◆ Selected excerpt:
<<<<

[Simh] PDP11 on Simh for public access

Johnny Billquist bqt at softjar.se
Mon Jan 22 13:59:17 EST 2018


Bryan, I'm not understanding why the scripting capability in simh don't 
seem to do it for you...

   Johnny

On 2018-01-22 17:57, Bryan Davies wrote:
> Thank you Paul.
> 
> I now have V4 of Simh and V10.1 of RSTS so at least I'm up to date!
> 
> The date/time registers worked.   Unfortunately, the start process is 
> still getting stuck; now at the 'Start timesharing? <Yes>' prompt.   My 
> system doesn't have the 10 second timeout you describe here, although it 
> DOES have one on the later 'Proceed with system startup" prompt.
> 
> I have a vague memory (it's been 30 years!) of an auto restart flag in 
> the switch register & I'm wondering if you know about this.   Or maybe 
> the problem is elsewhere.
> 
> I'd be grateful for any more ideas you have on the subject.
> 
> Bryan
> 
> On 18 January 2018 at 16:05, Paul Koning <paulkoning at comcast.net 
> <mailto:paulkoning at comcast.net>> wrote:
> 
> 
> 
>     > On Jan 18, 2018, at 10:40 AM, Bryan Davies <bryan.e.davies at gmail.com <mailto:bryan.e.davies at gmail.com>> wrote:
>     >
>     > Many thanks to all for the advice.   Unfortunately I'm still not quite there.
> 
>     There is an easy solution if you have a recent RSTS.

>>>>

◆ Directives:
a: Reproduce the stretch of the Simh mailing-list post from "Bryan, I'm not" through "up to date!", word for word.
b: List every distinct email address that appears in the Simh mailing-list post, in the form shown there.

◆ Data entries:
<<<<

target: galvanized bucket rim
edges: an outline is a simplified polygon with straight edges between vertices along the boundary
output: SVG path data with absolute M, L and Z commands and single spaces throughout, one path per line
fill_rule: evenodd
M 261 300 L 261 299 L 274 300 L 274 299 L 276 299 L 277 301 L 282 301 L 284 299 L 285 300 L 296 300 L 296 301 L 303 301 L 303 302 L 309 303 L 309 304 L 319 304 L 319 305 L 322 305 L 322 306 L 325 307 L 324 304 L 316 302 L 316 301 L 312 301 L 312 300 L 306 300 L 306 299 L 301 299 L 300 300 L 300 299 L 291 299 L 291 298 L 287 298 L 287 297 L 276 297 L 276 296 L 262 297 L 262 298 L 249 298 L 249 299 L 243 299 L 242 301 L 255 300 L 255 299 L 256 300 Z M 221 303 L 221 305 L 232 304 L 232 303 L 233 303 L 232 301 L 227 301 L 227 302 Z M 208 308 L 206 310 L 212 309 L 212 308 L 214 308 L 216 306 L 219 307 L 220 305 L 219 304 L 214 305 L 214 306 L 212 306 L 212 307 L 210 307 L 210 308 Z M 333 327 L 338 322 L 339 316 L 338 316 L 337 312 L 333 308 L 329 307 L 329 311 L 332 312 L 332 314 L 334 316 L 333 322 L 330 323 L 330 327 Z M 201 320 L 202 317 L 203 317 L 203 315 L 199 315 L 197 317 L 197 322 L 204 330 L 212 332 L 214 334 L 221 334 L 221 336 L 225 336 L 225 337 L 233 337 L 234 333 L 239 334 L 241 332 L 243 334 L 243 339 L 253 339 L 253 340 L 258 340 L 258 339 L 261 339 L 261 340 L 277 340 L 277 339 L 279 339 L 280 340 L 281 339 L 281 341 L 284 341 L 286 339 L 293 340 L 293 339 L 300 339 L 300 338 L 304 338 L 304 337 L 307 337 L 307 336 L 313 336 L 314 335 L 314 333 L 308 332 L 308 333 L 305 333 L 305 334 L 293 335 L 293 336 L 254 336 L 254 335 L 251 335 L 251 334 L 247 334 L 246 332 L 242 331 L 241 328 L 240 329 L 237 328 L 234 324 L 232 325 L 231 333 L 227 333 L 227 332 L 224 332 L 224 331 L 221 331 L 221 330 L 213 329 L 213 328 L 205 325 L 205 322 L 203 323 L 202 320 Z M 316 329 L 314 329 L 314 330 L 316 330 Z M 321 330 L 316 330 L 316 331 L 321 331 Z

>>>>

◆ Results by task:
a:
Bryan, I'm not understanding why the scripting capability in simh don't 
seem to do it for you...

   Johnny

On 2018-01-22 17:57, Bryan Davies wrote:
> Thank you Paul.
> 
> I now have V4 of Simh and V10.1 of RSTS so at least I'm up to date!

b:
bqt at softjar.se
paulkoning at comcast.net
bryan.e.davies at gmail.com